### TEXTAUSZUG
Schletterer, Siljarosa - entschämungen

Veröffentlicht am 13.03.2025
körperkantate.
Wie eine Oper oder ein Orchesterwerk in 65 Szenen wirkt der formale Aufbau von Siljarosa Schletterers aktuellem Lyrikband „entschämungen“. Verschiedenste Attribute an und über den Körper, über das Körperliche, die körperliche Liebe und über Verletzlichkeit versucht die Autorin in poetische Sprache zu gießen und sie zu entschämen.
„wäre mein hunger / noch da / eingemauert / verschweigt der leib / sich selbst“ heißt es in „12. duetto“, wo die Wucht ihrer Sprache und Herangehensweise deutlich wird. Das verstärkt sich noch in der gegenüberliegenden Version im Dialekt noch weiter. Im Grunde sind diese Gedichte eine Art gesungene Liebesgedichte, wobei dieser Begriff um etliche Aspekte erweitert ist. Sie spricht dabei ohne Scham beziehungsweise wie von ihr kreiert entschämt Themen an, die kaum in der Lyrik zu finden sind: „du bist keine vagina / keine katze / willst nicht verniedlicht / werden & gefotzt/ wird nur noch bei den falschen // wir brauchen / neue namen / die schön & stark sind / ein äquivalent / zu moby dick“.

### AUFGABENSTELLUNG
Gib die Stelle aus der Rezension zu „entschämungen“ zwischen „Wie eine Oper“ und „sie zu entschämen.“, beide eingeschlossen, wortgetreu wieder. Die Einträge stammen aus einer anderen Quelle.

### INHALT DES DATENSATZES
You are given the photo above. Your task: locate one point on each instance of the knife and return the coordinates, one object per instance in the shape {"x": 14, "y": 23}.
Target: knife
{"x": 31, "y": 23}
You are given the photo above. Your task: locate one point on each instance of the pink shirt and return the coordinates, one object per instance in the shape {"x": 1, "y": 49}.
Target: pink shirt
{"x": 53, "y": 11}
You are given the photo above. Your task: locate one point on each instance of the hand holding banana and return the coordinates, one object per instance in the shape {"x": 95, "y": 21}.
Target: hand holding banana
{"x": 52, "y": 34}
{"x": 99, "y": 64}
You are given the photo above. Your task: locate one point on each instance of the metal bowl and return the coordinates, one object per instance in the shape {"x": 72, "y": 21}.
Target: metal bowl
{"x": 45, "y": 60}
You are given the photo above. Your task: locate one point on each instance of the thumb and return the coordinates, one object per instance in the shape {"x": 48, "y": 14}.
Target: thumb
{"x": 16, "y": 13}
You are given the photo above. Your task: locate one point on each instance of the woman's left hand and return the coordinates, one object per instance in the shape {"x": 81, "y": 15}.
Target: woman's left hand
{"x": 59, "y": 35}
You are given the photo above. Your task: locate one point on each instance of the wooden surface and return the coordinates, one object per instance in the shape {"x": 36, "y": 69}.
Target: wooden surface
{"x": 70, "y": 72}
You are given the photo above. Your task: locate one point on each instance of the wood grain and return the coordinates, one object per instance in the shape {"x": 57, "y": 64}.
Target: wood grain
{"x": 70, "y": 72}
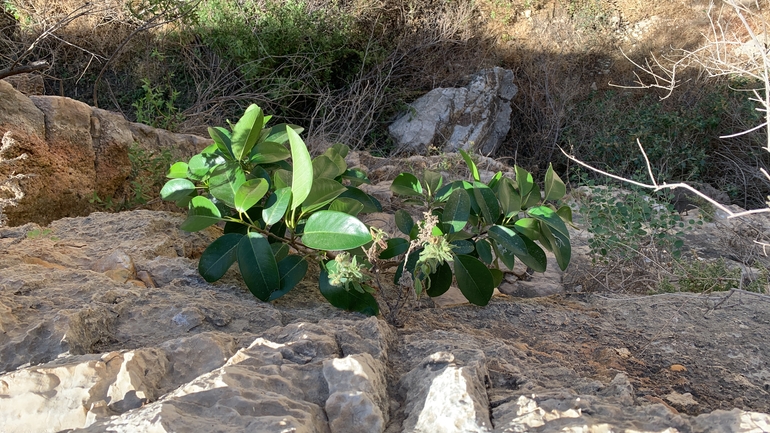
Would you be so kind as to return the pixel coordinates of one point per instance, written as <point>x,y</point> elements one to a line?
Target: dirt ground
<point>713,347</point>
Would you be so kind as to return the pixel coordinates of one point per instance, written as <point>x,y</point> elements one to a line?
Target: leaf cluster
<point>485,225</point>
<point>281,208</point>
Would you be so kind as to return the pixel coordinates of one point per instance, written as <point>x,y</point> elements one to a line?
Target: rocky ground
<point>107,326</point>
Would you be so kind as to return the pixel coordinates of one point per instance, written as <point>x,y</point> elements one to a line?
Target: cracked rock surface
<point>107,326</point>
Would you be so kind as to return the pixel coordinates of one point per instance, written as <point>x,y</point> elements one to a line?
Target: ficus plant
<point>279,208</point>
<point>474,231</point>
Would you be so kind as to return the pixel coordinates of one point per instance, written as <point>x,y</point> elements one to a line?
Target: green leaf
<point>560,246</point>
<point>406,184</point>
<point>396,247</point>
<point>528,227</point>
<point>280,250</point>
<point>219,256</point>
<point>330,230</point>
<point>471,165</point>
<point>322,193</point>
<point>266,152</point>
<point>510,200</point>
<point>302,176</point>
<point>225,181</point>
<point>350,300</point>
<point>488,204</point>
<point>247,131</point>
<point>554,187</point>
<point>473,279</point>
<point>291,270</point>
<point>202,214</point>
<point>524,181</point>
<point>370,203</point>
<point>177,171</point>
<point>177,189</point>
<point>221,138</point>
<point>504,255</point>
<point>495,180</point>
<point>347,205</point>
<point>282,178</point>
<point>404,222</point>
<point>250,193</point>
<point>276,206</point>
<point>457,210</point>
<point>484,249</point>
<point>508,239</point>
<point>548,216</point>
<point>440,281</point>
<point>433,181</point>
<point>258,267</point>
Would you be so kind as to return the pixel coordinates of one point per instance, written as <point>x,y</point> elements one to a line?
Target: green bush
<point>277,216</point>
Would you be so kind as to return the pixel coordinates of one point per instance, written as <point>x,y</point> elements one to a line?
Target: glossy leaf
<point>471,165</point>
<point>280,250</point>
<point>219,256</point>
<point>508,239</point>
<point>250,193</point>
<point>554,187</point>
<point>484,250</point>
<point>396,247</point>
<point>330,230</point>
<point>257,265</point>
<point>440,281</point>
<point>528,227</point>
<point>267,152</point>
<point>222,139</point>
<point>370,203</point>
<point>510,200</point>
<point>177,171</point>
<point>247,131</point>
<point>548,216</point>
<point>487,201</point>
<point>406,184</point>
<point>225,181</point>
<point>291,271</point>
<point>404,222</point>
<point>473,279</point>
<point>457,210</point>
<point>302,175</point>
<point>276,206</point>
<point>177,189</point>
<point>350,300</point>
<point>347,205</point>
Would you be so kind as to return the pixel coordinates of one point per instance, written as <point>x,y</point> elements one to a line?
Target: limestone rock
<point>446,393</point>
<point>477,116</point>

### LÖSUNG
Wie eine Oper oder ein Orchesterwerk in 65 Szenen wirkt der formale Aufbau von Siljarosa Schletterers aktuellem Lyrikband „entschämungen“. Verschiedenste Attribute an und über den Körper, über das Körperliche, die körperliche Liebe und über Verletzlichkeit versucht die Autorin in poetische Sprache zu gießen und sie zu entschämen.